== To be done ==
Write out, please, the line containing "Wildlife-tally request: point out every instance of the sponsor" together with all lines after it, up to and including the last one, with no other output.

----

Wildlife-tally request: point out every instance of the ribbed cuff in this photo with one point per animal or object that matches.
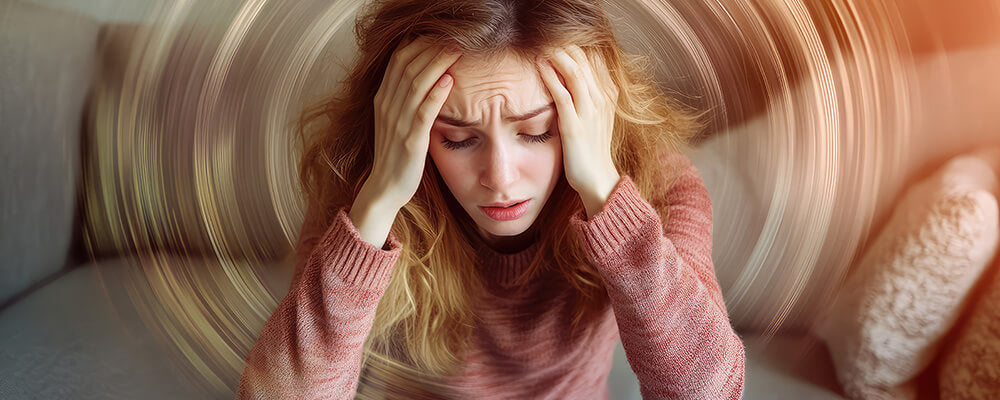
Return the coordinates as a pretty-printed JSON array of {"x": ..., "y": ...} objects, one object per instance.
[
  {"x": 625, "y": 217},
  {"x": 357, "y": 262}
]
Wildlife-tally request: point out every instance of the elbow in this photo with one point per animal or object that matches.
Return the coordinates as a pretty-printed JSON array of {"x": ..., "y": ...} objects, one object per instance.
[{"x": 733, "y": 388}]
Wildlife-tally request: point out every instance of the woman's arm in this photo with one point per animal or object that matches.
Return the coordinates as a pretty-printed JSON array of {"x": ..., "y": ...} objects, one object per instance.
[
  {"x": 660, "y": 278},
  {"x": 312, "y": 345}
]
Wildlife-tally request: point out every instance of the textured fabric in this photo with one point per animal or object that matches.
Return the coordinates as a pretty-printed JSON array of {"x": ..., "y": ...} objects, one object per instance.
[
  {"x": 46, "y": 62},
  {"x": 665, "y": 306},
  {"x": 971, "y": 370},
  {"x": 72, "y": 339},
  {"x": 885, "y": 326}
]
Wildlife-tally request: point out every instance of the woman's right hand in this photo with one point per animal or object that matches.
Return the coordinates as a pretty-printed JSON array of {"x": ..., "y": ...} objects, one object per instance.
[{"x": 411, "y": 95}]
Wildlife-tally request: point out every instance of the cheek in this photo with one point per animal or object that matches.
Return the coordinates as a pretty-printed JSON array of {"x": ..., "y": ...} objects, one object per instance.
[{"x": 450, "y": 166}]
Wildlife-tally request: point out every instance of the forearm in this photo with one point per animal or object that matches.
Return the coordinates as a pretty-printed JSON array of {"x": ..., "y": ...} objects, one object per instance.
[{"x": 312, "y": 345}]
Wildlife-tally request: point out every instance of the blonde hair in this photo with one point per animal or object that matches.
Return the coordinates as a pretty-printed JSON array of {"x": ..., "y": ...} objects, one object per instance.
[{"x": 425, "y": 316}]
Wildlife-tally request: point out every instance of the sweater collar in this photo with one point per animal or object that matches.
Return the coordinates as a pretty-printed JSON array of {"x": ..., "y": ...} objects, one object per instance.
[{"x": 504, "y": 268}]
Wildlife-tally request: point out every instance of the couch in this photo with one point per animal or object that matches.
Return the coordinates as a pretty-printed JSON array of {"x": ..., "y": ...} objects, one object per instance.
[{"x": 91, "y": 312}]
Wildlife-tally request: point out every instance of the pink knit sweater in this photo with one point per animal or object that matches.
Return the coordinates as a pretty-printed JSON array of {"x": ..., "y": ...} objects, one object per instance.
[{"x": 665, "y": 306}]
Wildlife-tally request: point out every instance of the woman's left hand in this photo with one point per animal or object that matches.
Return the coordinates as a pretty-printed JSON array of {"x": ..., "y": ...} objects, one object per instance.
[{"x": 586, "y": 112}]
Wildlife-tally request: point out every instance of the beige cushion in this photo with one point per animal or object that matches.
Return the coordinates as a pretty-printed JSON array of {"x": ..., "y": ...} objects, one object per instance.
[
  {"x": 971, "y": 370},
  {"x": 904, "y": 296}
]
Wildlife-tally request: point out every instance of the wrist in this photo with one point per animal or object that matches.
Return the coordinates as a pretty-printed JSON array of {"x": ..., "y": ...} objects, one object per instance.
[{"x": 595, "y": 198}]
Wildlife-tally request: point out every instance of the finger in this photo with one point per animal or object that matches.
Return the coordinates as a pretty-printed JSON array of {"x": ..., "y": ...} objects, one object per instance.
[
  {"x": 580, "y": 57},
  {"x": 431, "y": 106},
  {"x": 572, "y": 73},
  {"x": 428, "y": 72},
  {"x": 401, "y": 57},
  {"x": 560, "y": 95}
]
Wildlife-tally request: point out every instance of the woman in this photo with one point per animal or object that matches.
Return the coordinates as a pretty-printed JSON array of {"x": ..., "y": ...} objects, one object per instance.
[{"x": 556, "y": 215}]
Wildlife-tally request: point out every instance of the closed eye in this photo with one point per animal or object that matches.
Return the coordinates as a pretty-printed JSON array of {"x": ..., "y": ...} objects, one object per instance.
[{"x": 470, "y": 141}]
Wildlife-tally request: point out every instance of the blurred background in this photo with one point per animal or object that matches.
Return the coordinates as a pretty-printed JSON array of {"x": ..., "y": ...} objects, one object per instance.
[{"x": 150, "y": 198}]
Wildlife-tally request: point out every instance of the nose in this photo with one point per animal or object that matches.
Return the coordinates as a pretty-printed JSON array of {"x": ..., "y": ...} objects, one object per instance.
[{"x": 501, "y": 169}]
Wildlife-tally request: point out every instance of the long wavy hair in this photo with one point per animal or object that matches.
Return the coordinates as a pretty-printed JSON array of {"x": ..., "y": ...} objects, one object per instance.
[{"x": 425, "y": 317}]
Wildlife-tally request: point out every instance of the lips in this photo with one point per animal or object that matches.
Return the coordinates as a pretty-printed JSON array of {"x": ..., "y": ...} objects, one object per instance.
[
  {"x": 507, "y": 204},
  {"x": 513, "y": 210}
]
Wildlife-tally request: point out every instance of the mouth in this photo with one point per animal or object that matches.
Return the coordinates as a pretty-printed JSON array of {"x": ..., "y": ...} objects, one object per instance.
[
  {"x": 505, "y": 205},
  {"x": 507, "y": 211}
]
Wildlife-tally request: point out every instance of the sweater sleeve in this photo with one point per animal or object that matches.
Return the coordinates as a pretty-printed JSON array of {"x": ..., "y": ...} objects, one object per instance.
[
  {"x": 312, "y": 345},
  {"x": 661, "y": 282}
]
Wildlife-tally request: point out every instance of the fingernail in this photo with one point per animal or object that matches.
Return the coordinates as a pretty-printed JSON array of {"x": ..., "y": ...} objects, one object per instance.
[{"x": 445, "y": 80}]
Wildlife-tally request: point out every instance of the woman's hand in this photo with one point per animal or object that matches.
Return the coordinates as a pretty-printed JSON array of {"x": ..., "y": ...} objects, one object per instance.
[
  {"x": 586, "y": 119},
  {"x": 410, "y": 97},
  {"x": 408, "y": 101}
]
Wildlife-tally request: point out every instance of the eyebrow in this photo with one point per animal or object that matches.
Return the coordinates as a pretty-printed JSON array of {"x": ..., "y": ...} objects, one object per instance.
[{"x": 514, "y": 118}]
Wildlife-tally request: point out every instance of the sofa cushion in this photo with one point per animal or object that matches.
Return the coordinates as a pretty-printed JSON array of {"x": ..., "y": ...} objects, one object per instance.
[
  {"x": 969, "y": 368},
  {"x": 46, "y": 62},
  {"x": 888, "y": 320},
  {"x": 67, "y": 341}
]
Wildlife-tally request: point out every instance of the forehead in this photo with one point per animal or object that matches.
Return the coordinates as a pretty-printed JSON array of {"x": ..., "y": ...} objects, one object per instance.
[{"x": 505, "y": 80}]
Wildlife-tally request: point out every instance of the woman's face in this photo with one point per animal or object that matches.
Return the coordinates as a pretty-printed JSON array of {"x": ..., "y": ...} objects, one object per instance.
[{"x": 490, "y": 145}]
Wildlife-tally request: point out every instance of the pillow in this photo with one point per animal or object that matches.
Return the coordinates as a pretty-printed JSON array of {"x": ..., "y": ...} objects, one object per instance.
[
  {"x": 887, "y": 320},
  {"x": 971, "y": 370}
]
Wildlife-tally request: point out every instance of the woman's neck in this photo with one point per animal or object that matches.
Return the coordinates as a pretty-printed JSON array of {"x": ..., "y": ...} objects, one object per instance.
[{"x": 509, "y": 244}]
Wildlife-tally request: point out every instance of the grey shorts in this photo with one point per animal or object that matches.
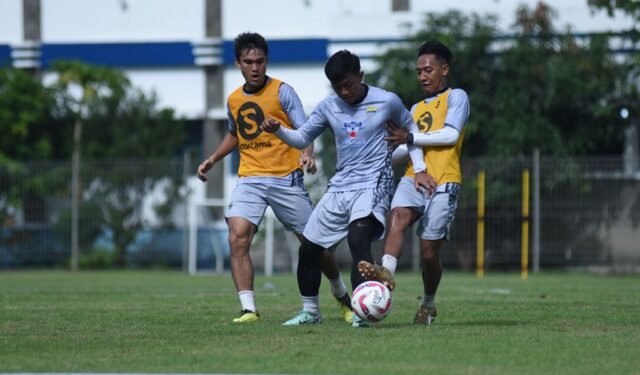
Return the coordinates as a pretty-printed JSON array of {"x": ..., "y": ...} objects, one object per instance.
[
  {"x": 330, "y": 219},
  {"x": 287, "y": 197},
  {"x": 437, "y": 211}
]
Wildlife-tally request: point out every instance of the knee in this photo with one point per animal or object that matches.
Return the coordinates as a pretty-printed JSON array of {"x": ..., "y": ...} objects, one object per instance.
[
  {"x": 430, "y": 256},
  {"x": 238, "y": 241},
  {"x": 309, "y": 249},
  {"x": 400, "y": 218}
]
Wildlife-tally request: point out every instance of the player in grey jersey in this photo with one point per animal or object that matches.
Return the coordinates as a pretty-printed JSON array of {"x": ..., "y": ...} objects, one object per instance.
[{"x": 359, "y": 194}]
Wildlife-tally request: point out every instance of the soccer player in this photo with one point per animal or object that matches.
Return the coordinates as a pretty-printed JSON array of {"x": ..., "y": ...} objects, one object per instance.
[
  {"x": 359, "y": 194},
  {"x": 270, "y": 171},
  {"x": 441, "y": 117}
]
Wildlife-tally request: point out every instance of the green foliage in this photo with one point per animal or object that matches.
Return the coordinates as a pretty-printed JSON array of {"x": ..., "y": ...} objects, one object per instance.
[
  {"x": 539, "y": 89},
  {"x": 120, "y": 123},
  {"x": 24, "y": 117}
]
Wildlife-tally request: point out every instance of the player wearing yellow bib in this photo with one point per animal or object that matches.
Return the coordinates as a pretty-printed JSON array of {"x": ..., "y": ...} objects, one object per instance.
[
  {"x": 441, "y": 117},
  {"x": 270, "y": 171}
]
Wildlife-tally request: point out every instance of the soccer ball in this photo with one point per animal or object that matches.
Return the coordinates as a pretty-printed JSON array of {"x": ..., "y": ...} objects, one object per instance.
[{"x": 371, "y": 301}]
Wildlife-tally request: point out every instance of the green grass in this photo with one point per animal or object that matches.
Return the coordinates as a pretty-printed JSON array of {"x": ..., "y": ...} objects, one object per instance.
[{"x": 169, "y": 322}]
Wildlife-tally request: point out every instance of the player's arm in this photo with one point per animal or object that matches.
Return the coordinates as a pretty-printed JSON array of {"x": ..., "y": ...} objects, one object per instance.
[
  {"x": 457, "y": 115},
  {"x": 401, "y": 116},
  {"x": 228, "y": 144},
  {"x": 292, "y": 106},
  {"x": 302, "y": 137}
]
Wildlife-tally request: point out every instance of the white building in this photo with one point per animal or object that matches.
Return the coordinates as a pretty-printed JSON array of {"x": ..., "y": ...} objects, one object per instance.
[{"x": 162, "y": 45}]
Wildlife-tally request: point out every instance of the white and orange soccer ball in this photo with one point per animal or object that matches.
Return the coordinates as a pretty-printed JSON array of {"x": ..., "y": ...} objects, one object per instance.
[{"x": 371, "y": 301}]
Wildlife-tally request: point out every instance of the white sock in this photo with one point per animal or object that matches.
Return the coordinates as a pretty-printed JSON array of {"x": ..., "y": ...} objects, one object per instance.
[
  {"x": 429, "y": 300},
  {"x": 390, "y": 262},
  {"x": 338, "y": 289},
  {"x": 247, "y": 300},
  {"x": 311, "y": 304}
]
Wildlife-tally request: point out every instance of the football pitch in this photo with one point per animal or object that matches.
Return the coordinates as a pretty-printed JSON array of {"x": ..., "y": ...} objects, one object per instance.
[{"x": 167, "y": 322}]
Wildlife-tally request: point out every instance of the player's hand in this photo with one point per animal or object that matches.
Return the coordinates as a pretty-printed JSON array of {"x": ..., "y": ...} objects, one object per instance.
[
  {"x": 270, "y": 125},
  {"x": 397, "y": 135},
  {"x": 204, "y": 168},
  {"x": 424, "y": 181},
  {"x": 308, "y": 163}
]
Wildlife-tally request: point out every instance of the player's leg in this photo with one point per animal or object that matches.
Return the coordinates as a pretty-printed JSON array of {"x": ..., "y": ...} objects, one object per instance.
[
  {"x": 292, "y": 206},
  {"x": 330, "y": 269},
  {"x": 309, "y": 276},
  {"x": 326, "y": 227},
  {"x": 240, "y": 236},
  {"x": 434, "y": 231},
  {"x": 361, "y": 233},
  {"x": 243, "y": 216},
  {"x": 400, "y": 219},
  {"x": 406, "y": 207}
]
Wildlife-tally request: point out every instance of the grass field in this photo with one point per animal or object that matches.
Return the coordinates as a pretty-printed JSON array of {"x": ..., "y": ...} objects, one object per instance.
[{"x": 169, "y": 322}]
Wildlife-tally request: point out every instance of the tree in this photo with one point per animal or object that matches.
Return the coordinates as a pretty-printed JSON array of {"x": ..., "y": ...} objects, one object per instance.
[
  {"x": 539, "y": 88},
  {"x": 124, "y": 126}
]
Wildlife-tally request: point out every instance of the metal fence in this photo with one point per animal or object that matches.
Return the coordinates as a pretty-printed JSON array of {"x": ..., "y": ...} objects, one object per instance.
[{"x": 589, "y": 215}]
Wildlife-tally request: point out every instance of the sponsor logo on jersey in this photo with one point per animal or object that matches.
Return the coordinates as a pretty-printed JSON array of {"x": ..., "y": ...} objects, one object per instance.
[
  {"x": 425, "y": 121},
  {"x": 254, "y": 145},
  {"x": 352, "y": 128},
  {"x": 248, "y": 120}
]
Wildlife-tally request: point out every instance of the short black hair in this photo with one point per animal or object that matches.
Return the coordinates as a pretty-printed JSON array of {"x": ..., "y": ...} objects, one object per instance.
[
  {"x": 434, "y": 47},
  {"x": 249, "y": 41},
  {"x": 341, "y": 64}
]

----

== Final result ==
Wildlife-tally request: point out every instance of the sponsor logo on jersey in this photo with one point per animal or object that matches.
Return the coordinates as a pretty-printed JSON array of {"x": ..., "y": ...} objects, one object per instance.
[
  {"x": 425, "y": 121},
  {"x": 254, "y": 145},
  {"x": 352, "y": 128},
  {"x": 248, "y": 120}
]
Wildlife-tally request: point out every instance of the short black hair in this photo with one point per animal or object that matches.
Return the coordinates as a pretty-printed JSON array of {"x": ..., "y": ...} objects, one object per instance.
[
  {"x": 434, "y": 47},
  {"x": 249, "y": 41},
  {"x": 341, "y": 64}
]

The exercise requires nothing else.